(Stored entries)
↓

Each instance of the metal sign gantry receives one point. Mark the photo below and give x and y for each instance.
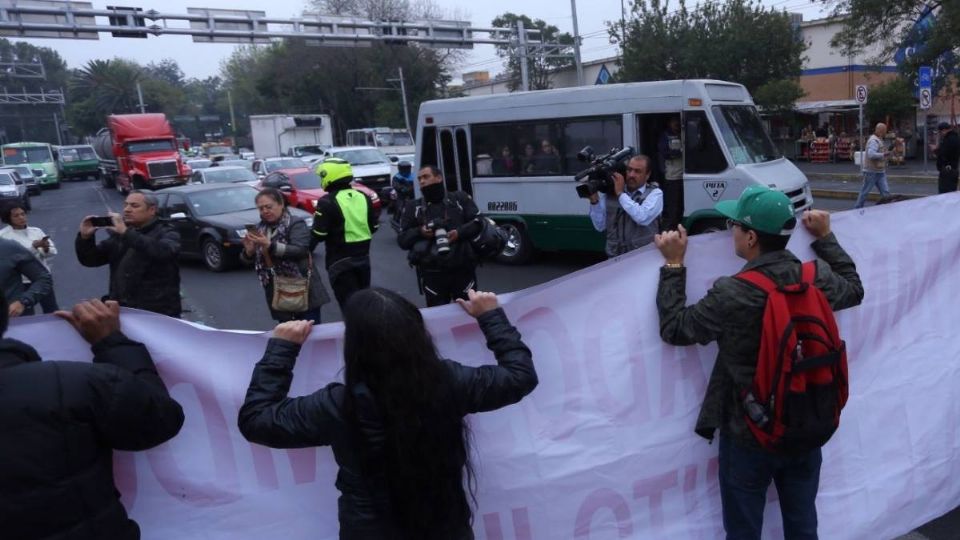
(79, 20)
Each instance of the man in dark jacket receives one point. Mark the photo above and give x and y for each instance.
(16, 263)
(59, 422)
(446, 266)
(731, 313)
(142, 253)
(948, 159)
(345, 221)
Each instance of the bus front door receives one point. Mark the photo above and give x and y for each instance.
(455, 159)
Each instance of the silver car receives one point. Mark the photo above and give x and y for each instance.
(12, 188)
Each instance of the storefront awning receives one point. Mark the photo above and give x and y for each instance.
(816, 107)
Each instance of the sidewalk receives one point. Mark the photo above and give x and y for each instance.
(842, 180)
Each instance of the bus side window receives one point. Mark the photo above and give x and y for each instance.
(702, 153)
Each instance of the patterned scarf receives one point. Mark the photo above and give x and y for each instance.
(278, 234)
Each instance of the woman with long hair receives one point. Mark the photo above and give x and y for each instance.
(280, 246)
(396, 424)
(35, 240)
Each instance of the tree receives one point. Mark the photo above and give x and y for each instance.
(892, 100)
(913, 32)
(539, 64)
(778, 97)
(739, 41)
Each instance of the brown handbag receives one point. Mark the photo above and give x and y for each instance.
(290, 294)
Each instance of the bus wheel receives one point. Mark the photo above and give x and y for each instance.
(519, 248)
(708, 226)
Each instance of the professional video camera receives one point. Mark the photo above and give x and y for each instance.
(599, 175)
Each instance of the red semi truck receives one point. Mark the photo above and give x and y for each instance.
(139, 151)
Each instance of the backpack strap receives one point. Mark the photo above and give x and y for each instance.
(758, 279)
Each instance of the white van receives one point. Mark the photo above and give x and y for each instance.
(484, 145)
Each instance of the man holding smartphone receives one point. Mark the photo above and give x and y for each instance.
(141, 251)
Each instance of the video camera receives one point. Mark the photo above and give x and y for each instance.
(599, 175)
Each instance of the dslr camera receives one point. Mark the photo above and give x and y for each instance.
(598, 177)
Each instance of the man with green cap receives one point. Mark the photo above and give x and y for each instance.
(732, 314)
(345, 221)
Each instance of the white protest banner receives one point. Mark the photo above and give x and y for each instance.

↑
↓

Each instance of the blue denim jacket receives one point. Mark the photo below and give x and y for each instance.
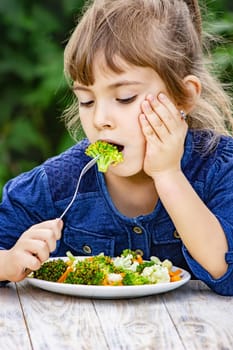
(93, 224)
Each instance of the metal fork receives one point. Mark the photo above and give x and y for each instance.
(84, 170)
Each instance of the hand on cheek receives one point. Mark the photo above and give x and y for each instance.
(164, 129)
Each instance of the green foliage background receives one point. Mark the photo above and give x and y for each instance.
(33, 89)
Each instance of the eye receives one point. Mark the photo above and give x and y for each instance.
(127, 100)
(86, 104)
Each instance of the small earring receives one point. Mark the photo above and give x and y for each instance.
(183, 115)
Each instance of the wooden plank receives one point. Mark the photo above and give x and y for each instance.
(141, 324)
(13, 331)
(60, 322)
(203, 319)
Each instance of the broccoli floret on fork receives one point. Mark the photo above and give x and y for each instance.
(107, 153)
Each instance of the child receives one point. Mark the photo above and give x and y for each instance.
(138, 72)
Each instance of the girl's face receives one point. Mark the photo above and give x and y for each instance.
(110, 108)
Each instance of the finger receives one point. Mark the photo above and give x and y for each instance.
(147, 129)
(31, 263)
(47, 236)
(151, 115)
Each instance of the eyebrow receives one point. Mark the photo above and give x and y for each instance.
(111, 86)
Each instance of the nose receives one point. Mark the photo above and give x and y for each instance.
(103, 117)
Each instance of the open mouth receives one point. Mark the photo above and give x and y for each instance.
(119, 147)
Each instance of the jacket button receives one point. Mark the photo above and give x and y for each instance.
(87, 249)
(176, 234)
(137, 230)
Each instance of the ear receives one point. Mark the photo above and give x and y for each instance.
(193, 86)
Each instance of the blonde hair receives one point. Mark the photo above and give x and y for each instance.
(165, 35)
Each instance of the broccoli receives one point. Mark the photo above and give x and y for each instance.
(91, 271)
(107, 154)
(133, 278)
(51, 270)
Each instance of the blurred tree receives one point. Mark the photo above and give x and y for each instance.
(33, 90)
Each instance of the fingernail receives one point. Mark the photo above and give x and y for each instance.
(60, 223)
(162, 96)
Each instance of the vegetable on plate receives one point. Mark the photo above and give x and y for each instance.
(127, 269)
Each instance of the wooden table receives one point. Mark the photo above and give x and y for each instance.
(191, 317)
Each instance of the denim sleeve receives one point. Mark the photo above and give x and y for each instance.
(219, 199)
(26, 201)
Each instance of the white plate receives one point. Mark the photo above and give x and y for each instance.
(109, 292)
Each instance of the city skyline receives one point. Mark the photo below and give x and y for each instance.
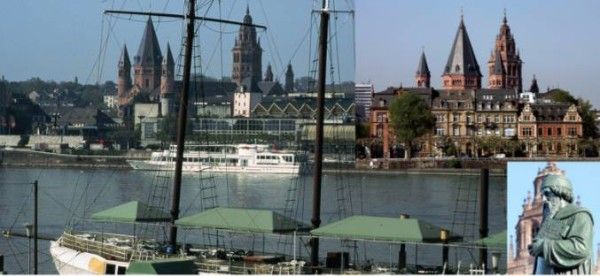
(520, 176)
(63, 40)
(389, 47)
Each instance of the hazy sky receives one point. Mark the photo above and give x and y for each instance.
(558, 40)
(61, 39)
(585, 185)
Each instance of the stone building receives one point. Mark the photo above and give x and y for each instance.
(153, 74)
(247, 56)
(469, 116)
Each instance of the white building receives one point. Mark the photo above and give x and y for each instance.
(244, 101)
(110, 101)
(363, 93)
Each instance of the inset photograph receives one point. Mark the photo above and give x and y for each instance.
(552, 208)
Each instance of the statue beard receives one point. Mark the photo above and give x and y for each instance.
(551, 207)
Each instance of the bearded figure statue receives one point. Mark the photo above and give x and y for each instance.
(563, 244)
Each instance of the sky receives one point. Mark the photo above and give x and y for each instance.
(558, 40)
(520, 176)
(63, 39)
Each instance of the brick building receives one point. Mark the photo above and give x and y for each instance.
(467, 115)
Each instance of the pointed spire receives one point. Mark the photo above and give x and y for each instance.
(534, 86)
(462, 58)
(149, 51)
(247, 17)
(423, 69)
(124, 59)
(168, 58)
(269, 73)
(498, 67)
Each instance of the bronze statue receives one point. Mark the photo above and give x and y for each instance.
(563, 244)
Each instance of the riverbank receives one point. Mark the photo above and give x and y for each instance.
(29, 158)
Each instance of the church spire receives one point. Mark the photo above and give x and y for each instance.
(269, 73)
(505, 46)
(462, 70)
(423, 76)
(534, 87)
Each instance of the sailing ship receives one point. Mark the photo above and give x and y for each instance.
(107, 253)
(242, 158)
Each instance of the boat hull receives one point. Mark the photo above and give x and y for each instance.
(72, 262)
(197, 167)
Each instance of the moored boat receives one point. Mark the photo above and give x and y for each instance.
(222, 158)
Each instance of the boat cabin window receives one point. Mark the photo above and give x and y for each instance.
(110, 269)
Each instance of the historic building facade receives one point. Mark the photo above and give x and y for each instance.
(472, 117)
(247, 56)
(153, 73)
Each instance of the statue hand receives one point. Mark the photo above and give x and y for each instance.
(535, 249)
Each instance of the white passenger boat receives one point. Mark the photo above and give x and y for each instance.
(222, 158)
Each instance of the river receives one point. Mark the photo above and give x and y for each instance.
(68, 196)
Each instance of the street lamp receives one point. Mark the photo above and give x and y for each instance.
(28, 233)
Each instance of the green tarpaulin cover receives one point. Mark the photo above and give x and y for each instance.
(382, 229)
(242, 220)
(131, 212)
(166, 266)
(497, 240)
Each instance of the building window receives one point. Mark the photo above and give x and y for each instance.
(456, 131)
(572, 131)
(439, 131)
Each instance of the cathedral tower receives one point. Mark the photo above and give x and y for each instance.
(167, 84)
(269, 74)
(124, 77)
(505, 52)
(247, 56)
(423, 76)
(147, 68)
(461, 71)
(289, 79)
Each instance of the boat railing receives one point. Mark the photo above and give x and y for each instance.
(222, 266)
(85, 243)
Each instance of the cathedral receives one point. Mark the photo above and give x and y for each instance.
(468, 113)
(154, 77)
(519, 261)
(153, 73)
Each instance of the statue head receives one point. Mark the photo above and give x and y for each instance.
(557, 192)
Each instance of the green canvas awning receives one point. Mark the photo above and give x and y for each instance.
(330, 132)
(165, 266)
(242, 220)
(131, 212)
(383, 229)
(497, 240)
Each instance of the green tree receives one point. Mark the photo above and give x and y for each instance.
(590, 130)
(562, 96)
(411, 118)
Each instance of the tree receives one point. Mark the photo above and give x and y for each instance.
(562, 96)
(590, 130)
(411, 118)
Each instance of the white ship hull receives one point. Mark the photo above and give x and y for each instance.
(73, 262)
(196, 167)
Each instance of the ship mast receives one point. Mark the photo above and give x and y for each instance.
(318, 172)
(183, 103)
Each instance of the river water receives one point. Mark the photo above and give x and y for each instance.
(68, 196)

↑

**Exercise:**
Which lines of the material contain the string "ship"? Copy each of them out.

**Result of the exercise:**
Each instance of the sailing ship receives one point. Mark the photo above and give x and y for each instance.
Each instance of the white ship hull receives one point. Mark the photo above and give x and y for each instance.
Each instance of the ship mast receives one point. Mark the photo above and give x and y for each instance.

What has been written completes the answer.